» RECORDS FOR THIS EXERCISE:

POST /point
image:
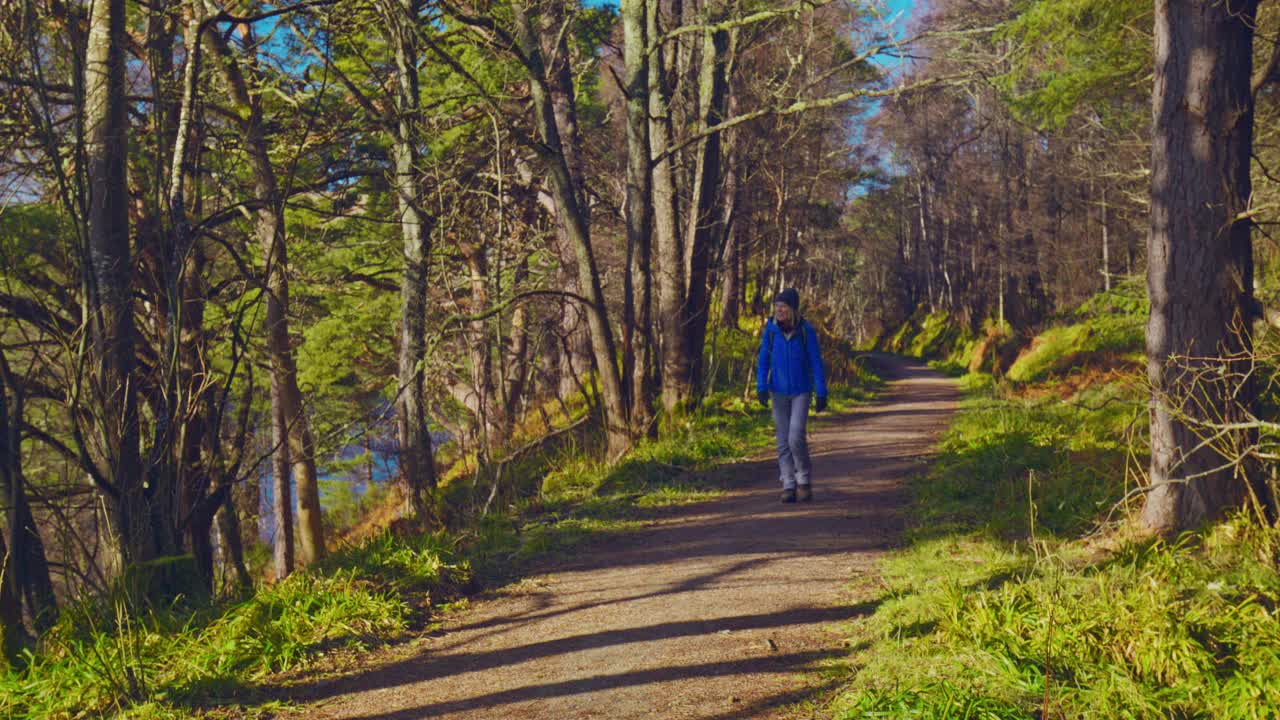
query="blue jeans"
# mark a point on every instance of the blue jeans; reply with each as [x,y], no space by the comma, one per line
[790,415]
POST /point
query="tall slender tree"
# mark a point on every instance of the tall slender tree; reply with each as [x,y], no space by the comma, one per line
[1200,256]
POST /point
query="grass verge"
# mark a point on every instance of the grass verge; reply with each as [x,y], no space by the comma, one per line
[108,660]
[1008,605]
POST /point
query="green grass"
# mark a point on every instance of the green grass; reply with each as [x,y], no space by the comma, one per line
[108,659]
[1107,328]
[1001,600]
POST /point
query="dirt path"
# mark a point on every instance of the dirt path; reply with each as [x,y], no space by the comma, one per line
[714,611]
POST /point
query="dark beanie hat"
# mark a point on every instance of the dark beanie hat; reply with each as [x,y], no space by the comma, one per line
[791,297]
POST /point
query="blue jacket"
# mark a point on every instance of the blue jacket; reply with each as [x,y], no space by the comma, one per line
[790,367]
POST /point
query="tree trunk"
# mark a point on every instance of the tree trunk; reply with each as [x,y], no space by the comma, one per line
[28,566]
[229,540]
[288,415]
[673,340]
[574,220]
[704,222]
[416,461]
[731,299]
[1200,274]
[13,634]
[282,490]
[110,300]
[639,215]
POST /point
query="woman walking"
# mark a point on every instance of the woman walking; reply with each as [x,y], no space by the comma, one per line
[789,370]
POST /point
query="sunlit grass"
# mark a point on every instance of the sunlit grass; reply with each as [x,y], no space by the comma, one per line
[1006,605]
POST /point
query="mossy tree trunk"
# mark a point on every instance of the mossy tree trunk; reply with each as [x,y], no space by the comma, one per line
[1200,254]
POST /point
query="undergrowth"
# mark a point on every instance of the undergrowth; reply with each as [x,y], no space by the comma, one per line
[1014,600]
[108,659]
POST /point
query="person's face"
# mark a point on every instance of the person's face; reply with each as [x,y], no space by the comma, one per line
[782,314]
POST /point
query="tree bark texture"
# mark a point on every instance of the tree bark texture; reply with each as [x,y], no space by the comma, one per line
[639,214]
[574,220]
[110,305]
[288,415]
[704,218]
[668,242]
[417,465]
[1200,273]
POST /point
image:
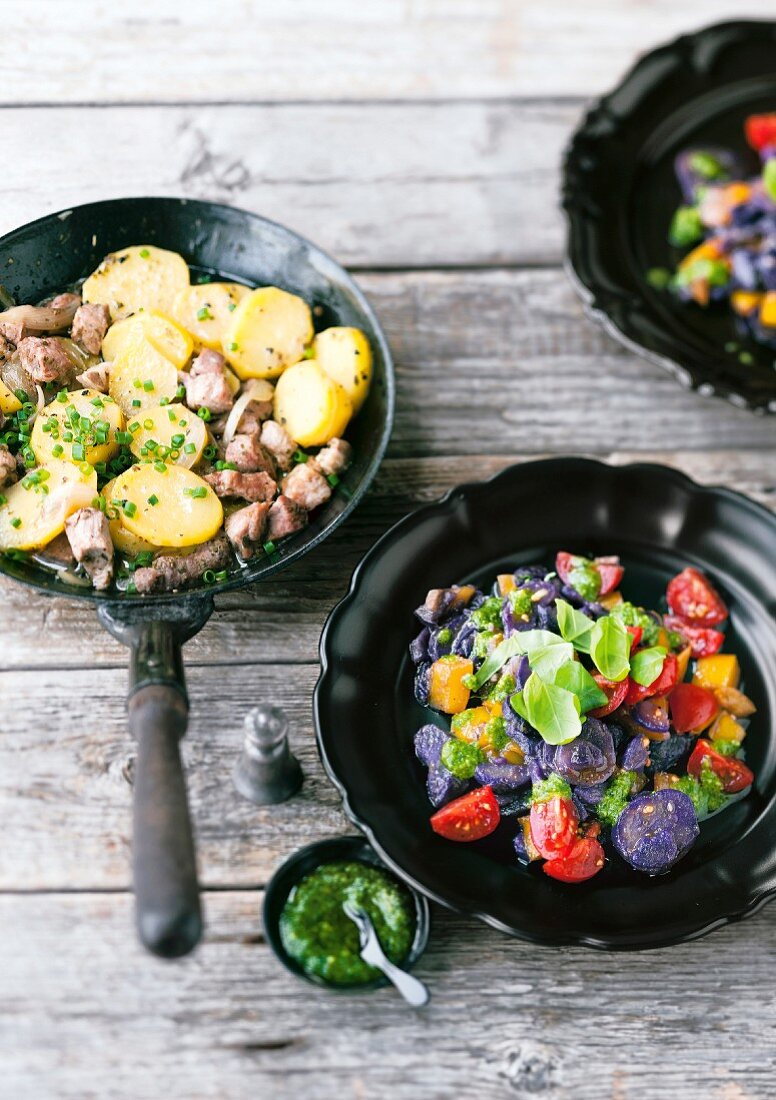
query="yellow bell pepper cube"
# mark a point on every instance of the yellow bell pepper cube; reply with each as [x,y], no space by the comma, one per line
[720,670]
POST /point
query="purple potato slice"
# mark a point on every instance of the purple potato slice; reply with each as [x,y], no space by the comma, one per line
[655,831]
[428,744]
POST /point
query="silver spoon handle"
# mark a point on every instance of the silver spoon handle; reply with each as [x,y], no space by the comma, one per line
[413,990]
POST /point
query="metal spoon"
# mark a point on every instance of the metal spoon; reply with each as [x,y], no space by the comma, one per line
[413,991]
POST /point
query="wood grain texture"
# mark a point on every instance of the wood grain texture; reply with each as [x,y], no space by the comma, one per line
[85,1015]
[282,618]
[68,772]
[375,184]
[162,51]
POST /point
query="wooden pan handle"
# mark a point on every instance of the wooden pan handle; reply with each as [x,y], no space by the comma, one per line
[167,910]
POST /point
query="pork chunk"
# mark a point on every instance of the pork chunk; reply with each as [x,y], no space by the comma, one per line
[248,454]
[279,443]
[89,327]
[335,457]
[8,466]
[252,487]
[89,537]
[96,377]
[246,528]
[306,486]
[285,517]
[45,360]
[170,572]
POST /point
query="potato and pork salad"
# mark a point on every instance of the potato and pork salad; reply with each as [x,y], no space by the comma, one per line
[154,428]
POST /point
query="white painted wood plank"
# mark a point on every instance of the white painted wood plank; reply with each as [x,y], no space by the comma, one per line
[376,185]
[84,1015]
[283,617]
[65,756]
[164,51]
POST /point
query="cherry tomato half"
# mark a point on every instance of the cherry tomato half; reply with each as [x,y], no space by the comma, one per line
[703,641]
[581,861]
[611,573]
[693,597]
[614,692]
[692,707]
[761,130]
[469,817]
[554,826]
[734,773]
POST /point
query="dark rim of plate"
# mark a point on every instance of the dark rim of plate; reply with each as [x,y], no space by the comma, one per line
[600,259]
[753,898]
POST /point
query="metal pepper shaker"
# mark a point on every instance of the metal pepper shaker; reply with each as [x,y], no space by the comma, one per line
[266,772]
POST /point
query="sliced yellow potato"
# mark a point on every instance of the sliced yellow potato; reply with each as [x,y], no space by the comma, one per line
[9,402]
[164,333]
[72,430]
[186,510]
[35,508]
[206,310]
[179,435]
[310,405]
[343,353]
[266,333]
[138,277]
[124,540]
[141,373]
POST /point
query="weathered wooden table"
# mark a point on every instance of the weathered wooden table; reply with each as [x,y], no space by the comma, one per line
[419,143]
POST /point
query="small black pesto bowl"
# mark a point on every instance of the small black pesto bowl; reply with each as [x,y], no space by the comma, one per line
[306,860]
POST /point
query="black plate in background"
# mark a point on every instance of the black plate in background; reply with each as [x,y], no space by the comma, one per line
[55,252]
[620,193]
[658,520]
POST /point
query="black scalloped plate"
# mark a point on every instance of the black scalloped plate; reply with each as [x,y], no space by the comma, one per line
[658,521]
[620,194]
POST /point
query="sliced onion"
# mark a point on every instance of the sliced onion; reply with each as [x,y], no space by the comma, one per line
[257,389]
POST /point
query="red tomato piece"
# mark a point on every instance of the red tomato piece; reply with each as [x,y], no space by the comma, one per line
[693,597]
[761,130]
[611,573]
[702,640]
[469,817]
[635,692]
[734,773]
[581,861]
[692,707]
[554,826]
[614,692]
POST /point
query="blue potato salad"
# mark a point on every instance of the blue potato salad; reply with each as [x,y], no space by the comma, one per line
[728,222]
[585,724]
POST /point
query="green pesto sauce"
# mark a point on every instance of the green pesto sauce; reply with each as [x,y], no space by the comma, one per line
[318,935]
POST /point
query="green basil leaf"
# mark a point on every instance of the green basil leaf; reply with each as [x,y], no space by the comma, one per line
[505,649]
[575,626]
[552,711]
[575,677]
[610,648]
[647,664]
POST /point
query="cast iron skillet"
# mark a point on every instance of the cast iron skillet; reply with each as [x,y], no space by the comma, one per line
[53,253]
[620,193]
[658,521]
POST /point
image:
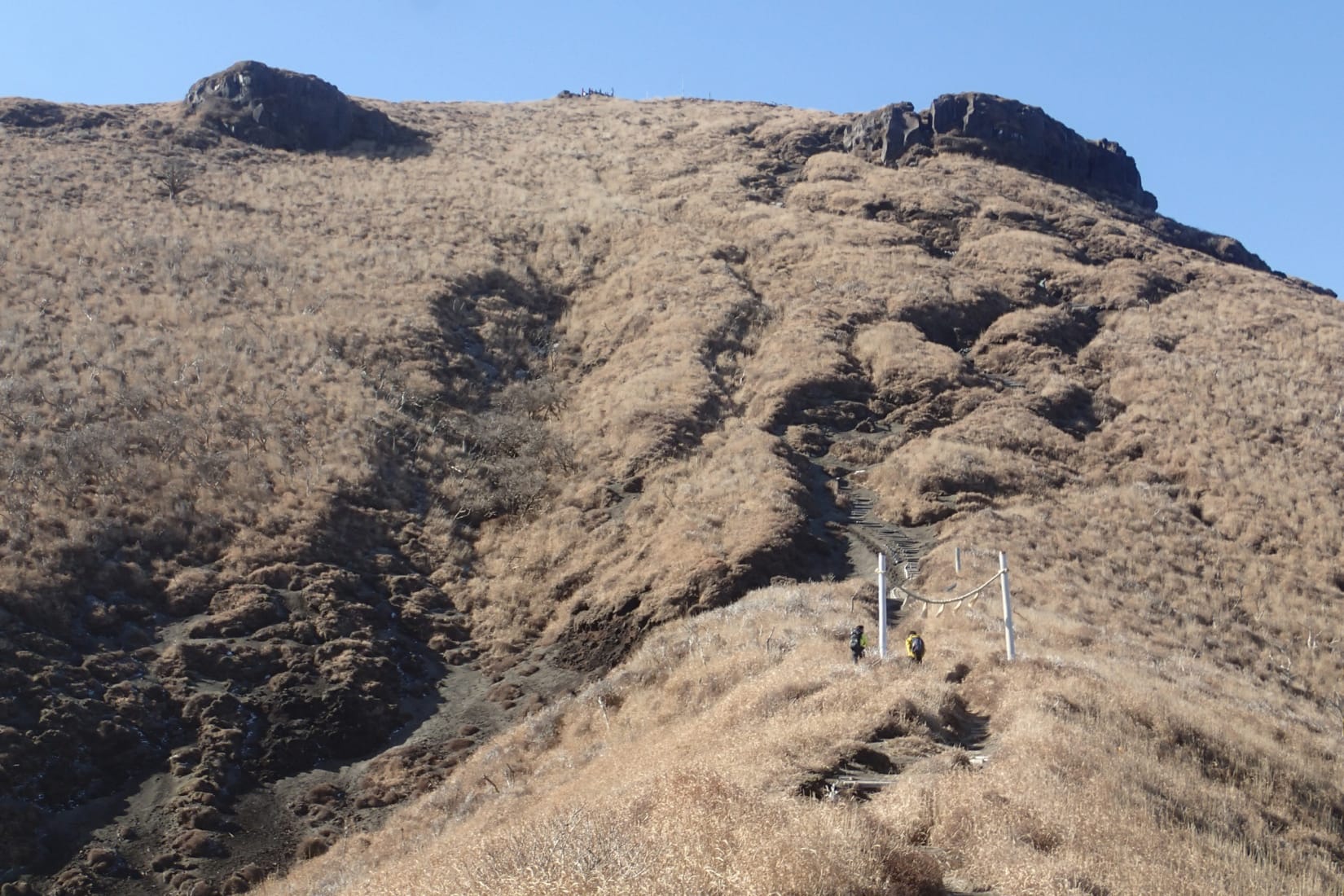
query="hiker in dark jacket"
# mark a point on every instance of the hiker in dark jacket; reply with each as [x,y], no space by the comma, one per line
[914,647]
[858,641]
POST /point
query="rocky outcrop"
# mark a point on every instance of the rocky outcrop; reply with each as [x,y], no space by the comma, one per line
[288,111]
[1004,130]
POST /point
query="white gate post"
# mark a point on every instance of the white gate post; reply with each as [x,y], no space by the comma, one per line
[1003,582]
[882,606]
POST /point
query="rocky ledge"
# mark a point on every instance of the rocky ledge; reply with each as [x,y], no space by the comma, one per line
[1004,130]
[288,111]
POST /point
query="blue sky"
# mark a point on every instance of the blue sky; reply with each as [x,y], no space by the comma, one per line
[1234,111]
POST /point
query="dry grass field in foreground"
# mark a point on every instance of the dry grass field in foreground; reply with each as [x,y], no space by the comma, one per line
[1070,771]
[337,472]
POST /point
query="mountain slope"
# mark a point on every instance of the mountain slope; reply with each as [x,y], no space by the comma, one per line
[331,467]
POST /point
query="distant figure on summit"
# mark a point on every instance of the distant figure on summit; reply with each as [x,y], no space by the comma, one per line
[858,641]
[914,647]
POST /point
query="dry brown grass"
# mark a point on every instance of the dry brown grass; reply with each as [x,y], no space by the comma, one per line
[568,358]
[680,773]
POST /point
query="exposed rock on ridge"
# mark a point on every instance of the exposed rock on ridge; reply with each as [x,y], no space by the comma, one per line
[1004,130]
[288,111]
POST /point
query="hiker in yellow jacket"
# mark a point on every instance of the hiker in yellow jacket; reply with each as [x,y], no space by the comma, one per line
[858,641]
[914,647]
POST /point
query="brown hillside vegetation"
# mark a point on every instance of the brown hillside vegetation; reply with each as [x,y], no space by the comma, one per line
[476,511]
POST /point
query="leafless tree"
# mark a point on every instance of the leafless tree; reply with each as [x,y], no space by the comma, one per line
[173,178]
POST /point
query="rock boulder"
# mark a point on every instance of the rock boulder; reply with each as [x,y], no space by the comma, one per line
[288,111]
[1006,130]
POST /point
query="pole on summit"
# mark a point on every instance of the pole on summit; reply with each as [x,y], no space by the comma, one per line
[882,606]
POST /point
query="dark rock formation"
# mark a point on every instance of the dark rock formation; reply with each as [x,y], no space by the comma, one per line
[1004,130]
[283,109]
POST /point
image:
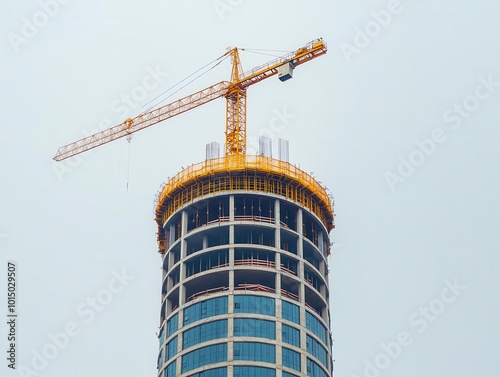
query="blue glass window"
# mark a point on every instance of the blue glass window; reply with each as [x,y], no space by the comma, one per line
[170,370]
[243,371]
[217,372]
[254,351]
[315,349]
[290,335]
[171,348]
[205,309]
[314,370]
[291,359]
[315,326]
[254,304]
[204,333]
[172,325]
[254,327]
[204,356]
[290,312]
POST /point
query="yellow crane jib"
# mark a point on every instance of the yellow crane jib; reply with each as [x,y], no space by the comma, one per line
[234,91]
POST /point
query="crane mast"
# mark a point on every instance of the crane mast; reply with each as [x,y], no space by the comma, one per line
[234,91]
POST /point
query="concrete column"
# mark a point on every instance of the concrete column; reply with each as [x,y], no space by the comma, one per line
[231,208]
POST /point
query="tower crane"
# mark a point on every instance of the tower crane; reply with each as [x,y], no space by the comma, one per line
[235,92]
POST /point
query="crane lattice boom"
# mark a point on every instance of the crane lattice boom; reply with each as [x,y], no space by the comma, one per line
[234,91]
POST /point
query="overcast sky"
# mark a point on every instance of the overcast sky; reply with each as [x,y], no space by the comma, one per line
[400,120]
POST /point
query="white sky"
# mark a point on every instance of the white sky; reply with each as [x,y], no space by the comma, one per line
[355,112]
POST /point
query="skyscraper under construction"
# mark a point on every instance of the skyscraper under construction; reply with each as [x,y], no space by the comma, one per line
[244,242]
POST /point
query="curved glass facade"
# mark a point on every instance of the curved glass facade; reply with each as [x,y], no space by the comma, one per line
[245,290]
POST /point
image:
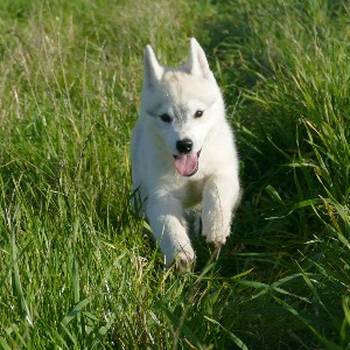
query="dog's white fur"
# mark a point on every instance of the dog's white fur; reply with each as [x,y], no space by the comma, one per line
[164,193]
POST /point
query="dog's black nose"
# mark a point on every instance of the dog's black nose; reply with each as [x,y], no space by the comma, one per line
[184,146]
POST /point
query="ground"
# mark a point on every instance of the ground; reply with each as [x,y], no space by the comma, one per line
[80,270]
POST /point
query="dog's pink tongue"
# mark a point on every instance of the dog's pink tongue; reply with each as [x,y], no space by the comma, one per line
[186,164]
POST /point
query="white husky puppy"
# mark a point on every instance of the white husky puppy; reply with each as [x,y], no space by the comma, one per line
[183,154]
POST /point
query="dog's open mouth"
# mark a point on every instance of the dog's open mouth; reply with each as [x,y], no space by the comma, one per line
[187,164]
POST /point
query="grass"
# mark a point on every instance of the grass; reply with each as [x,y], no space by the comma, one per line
[79,270]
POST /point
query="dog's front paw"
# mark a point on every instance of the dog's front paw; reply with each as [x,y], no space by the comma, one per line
[183,260]
[215,238]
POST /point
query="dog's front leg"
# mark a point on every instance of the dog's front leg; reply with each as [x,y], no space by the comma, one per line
[221,194]
[165,214]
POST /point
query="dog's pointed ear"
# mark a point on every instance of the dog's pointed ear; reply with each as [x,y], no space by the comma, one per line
[197,63]
[153,70]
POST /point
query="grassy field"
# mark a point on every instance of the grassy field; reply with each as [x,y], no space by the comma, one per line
[79,271]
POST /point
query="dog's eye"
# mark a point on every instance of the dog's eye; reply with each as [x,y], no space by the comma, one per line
[166,118]
[198,114]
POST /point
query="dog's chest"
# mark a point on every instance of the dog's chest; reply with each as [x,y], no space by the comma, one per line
[190,193]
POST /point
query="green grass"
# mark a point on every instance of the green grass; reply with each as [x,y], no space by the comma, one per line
[79,270]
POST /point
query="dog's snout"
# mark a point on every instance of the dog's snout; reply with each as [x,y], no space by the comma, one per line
[184,146]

» YOUR TASK: Count the lines in the listing above that contain the string "beanie", and reply with only that number.

» FINISHED ANSWER: 2